■ Given data
Content starts

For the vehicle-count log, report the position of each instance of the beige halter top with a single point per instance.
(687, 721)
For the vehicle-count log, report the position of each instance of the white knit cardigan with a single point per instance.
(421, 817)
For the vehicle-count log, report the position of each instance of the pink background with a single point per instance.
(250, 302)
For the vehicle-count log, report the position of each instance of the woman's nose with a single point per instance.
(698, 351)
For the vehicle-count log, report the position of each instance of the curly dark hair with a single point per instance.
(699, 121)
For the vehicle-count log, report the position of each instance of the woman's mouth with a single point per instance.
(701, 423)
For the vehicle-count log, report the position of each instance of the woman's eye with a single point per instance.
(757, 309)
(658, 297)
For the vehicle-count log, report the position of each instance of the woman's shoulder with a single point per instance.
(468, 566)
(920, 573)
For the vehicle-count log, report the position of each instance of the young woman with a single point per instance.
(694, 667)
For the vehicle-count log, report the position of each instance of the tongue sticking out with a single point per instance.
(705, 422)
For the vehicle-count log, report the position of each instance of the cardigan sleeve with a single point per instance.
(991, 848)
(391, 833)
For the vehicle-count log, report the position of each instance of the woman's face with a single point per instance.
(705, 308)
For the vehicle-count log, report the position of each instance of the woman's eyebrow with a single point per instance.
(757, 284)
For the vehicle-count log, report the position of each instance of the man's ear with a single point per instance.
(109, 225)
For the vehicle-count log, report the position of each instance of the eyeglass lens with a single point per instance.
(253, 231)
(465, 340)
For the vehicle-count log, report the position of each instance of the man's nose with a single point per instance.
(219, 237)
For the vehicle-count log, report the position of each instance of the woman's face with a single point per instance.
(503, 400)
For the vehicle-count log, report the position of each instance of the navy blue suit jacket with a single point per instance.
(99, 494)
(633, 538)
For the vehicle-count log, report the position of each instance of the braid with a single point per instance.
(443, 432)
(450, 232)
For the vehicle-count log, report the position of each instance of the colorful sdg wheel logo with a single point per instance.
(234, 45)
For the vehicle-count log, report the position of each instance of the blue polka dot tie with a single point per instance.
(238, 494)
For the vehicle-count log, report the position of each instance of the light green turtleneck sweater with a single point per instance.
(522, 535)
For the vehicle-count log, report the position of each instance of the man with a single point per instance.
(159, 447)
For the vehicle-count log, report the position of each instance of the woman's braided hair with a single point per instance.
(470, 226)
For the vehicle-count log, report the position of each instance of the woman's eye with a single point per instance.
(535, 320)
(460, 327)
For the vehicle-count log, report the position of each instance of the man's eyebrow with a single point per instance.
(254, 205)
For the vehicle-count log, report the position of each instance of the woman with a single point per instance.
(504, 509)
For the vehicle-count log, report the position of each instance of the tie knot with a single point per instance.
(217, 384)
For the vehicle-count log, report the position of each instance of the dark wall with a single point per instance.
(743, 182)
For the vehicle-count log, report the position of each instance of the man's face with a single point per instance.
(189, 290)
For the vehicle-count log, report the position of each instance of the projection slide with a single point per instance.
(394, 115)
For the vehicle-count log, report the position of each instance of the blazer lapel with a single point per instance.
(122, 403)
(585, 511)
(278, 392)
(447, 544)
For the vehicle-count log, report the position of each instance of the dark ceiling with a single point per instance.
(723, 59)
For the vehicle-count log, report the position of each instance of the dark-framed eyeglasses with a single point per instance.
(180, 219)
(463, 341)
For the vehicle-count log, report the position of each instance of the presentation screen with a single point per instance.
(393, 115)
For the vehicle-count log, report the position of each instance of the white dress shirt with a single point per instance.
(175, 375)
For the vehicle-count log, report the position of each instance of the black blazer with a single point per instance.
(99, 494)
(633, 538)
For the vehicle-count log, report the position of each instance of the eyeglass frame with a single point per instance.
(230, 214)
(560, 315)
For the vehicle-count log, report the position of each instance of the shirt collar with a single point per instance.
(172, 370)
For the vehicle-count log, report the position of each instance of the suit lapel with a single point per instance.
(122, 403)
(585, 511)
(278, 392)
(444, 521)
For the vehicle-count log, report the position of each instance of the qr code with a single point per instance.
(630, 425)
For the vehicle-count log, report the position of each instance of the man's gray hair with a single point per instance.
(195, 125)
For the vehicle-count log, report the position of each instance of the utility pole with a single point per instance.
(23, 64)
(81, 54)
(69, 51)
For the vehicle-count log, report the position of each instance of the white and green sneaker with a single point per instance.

Content ends

Everything in the listing above should be printed again exactly.

For the vehicle-count log, report the position of each instance of the beige halter top with a single point per instance.
(687, 721)
For the vehicle-count log, report the position of each instance of the white knit cardigan with a single point per instance.
(421, 817)
For the vehicle-count log, report the position of each instance of the pink background with a single point per instance.
(250, 302)
For the vehicle-count log, report the position of each instance of the woman's nose with a single point per instance.
(698, 351)
For the vehicle-count log, report the position of each instance of the curly dark hair with a single point per instance.
(699, 121)
For the vehicle-count log, report the position of each instance of the woman's mouth with a single point per instance.
(701, 423)
For the vehicle-count log, report the position of each instance of the woman's eye with a single point per instance.
(757, 309)
(658, 297)
For the vehicle-count log, report the position of each instance of the woman's shoulder with a single point per instance.
(468, 566)
(920, 573)
For the vehicle-count log, report the position of each instance of the young woman with a single point per instance.
(694, 667)
For the vehicle-count log, report the position of each instance of the tongue sticking out with a single point per instance.
(705, 422)
For the vehicle-count log, report the position of each instance of the cardigan sleeve with a single point per instance.
(991, 848)
(391, 833)
For the vehicle-count log, report the position of each instance of the woman's face with a single point per instance.
(705, 308)
For the vehicle-count log, report the position of each instance of the woman's eyebrow with a single point per instance.
(757, 284)
For the vehicle-count log, report the position of each instance of the man's ear with a single point per instance.
(109, 225)
For the vehicle-count log, report the position of each instance of the eyeglass lens with a single point per instance.
(253, 231)
(465, 340)
For the vehicle-count log, report the position of each instance of the man's nose with a single point per instance.
(219, 237)
For the vehicle-count log, report the position of each instance of the woman's face with a single point per instance.
(503, 400)
For the vehicle-count log, report the position of each instance of the navy blue suit jacket with a single point per instance.
(99, 494)
(633, 538)
For the vehicle-count log, report the position of each instance of the braid with a single point per instance.
(443, 432)
(450, 232)
For the vehicle-count log, report the position of each instance of the colorful sdg wheel logo with a single point per instance.
(234, 45)
For the vehicle-count log, report the position of each instance of the blue polka dot tie with a single point per instance.
(238, 494)
For the vehicle-count log, report the position of each instance of the light green turtleneck sweater with a single point per instance.
(522, 535)
For the vehicle-count log, report the position of each instance of the man with a single point per instance.
(159, 447)
For the vehicle-count log, report the position of each instance of the woman's braided hair with a single point per instance.
(470, 226)
For the vehicle-count log, report the position of each instance of the woman's eye with a single point per instance.
(535, 320)
(460, 327)
For the vehicle-count log, report the position of each instance of the man's eyebrow with a single point per instance.
(254, 205)
For the vehicle-count log, report the position of each instance of the woman with a single point per instance.
(504, 509)
For the vehicle-count log, report the position of each instance of the tie knot with a single point per instance.
(217, 384)
For the vehicle-count log, report the position of each instance of the dark wall with a single point per instance.
(743, 182)
For the vehicle-count log, report the position of each instance of the man's face with a single point per instance.
(189, 290)
For the vehicle-count log, report the position of each instance of the projection slide with a single point per instance.
(394, 115)
For the vehicle-count log, report the position of each instance of the blazer lapel with a single point per instance.
(122, 403)
(585, 511)
(278, 392)
(447, 544)
For the vehicle-count log, report the position of each instance of the dark ceiling with a single point per instance.
(723, 59)
For the vehicle-count log, report the position of each instance of the dark-framed eyeglasses with a single point per instance.
(180, 219)
(463, 341)
For the vehicle-count log, report the position of each instance of the presentation screen with a single point per instance.
(393, 115)
For the vehicle-count log, report the position of each instance of the white dress shirt with a single point per instance.
(175, 375)
For the vehicle-count log, report the position of each instance of the black blazer with a single point per instance.
(99, 494)
(633, 538)
For the vehicle-count log, report the position of each instance of the eyeglass frame with a single point per instance.
(230, 214)
(560, 315)
For the vehicle-count log, report the position of each instance of the shirt collar with a single point per instance.
(172, 370)
For the vehicle-count log, report the position of each instance of the suit lapel with a single point per instance.
(122, 403)
(585, 511)
(278, 392)
(444, 521)
For the vehicle-count log, report the position of each instance of the qr code with a single point per instance.
(630, 425)
For the vehicle-count log, report the position of each instance of the man's gray hair with a single point per instance.
(195, 125)
For the vehicle-count log, report the position of each instance of the utility pole with a single point per instance.
(23, 64)
(81, 54)
(69, 51)
For the vehicle-count log, report the position of each instance of the white and green sneaker with a single point per instance.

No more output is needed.